= Text passage =
7th Constitutional Amendment (1956)

  • State reorganisation in 14 States and 6 Union Territories. Reallocation of seats in the House of the People, the Council of States and the State legislatures.
  • Provision for the appointment of acting and additional judges and jurisdiction of High Courts.
  •   Provisions for Union Territories.
  •   Special provisions for the States of Andhra Pradesh, Punjab, and Bombay.

15th Constitutional Amendment (1963)

  • Provision for the re-employment of the retired judge of the High Courts.  
  • Extension to the jurisdiction of the High Courts.

20th Constitutional Amendment (1966)

  • Provisions regarding appointment to District Judges.

27th Constitutional Amendment (1971)

  • Reorganisation of North-Eastern States.

42nd Constitutional Amendment (19) 

  •  It is also known as Mini Constitution. 
  • The words ‘Secular’, ‘Socialist’ and ‘Integrity’ added in the Preamble.
  •   The validity of the Constitutional Amendment can not be questioned in any Court – 368 (4) Extension of the Directive Principles of State Policy.
  •   Primacy given to the Directive Principles of State Policy over the Fundamental Rights.
  •   Fundamental Duties added.
  •   Restriction on the Fundamental Rights widened.
  •   The power of Judicial Review of the Courts was restricted.
  •   The duration of the House of the People and the Legislative Assemblies of the State extended to 6 years.
  •   Provisions were made for the participation of the workers in the management of industries.

= Extracted material =
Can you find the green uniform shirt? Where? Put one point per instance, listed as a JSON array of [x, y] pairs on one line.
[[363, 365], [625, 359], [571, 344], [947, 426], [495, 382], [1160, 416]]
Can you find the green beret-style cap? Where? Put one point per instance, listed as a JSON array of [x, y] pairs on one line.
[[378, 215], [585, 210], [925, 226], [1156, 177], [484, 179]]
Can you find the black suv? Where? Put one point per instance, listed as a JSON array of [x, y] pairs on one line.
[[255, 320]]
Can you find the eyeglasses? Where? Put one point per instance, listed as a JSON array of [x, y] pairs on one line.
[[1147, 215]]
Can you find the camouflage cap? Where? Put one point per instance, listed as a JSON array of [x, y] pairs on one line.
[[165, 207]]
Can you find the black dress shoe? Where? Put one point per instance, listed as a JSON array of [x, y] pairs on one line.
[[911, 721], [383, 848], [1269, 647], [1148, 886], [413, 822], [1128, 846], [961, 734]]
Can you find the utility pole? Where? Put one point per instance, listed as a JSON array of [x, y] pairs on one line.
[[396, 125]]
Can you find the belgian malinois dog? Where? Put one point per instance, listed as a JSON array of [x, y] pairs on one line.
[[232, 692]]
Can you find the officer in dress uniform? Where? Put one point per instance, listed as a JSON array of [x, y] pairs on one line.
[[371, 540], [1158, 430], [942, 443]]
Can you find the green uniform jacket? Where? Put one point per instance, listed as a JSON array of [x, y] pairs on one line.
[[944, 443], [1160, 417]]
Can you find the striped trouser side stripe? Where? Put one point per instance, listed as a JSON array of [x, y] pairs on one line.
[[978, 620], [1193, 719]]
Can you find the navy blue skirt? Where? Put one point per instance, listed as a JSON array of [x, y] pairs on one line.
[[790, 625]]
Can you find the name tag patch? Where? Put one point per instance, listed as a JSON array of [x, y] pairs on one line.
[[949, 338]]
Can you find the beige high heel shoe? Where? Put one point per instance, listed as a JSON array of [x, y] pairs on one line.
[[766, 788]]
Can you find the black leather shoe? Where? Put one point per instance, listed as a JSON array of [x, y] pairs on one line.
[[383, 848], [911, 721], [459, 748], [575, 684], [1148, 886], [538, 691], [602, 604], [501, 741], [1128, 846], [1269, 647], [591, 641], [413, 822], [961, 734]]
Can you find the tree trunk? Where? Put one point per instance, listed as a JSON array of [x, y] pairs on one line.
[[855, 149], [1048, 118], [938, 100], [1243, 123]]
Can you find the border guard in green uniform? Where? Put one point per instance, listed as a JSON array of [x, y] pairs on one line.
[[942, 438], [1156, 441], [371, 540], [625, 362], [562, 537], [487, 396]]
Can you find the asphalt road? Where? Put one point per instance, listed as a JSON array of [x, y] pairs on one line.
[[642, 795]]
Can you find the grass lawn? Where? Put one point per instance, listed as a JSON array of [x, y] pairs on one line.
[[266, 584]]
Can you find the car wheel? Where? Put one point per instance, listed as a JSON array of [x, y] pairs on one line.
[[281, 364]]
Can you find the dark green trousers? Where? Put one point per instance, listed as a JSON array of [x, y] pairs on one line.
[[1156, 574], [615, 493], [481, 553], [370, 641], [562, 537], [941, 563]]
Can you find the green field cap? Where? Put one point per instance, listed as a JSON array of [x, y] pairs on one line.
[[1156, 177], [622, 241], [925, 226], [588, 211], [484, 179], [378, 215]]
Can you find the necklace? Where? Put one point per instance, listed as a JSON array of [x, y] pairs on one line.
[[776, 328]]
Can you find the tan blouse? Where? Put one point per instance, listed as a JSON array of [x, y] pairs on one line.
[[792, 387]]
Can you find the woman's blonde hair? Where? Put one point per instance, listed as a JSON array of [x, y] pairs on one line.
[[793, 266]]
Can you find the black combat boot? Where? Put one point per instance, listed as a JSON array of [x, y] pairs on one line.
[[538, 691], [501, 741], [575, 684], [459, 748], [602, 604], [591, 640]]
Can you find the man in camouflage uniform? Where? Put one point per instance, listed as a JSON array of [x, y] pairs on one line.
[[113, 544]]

= To-do list =
#1 Write out the part of the constitutional amendments list that opens with the words containing "27th Constitutional Amendment" and closes with "as Mini Constitution.".
#2 Summarize the constitutional amendments list in two sentences.

= List of solutions =
#1
27th Constitutional Amendment (1971)

  • Reorganisation of North-Eastern States.

42nd Constitutional Amendment (19) 

  •  It is also known as Mini Constitution.

#2 The 7th, 15th, 20th and 27th Constitutional Amendments dealt with matters such as state reorganization, the appointment and jurisdiction of High Court judges, the appointment of District Judges, and the reorganization of the North-Eastern States. The 42nd Amendment, also known as Mini Constitution, added the words 'Secular', 'Socialist' and 'Integrity' to the Preamble, added Fundamental Duties, gave the Directive Principles of State Policy primacy over the Fundamental Rights, and restricted the Courts' power of Judicial Review.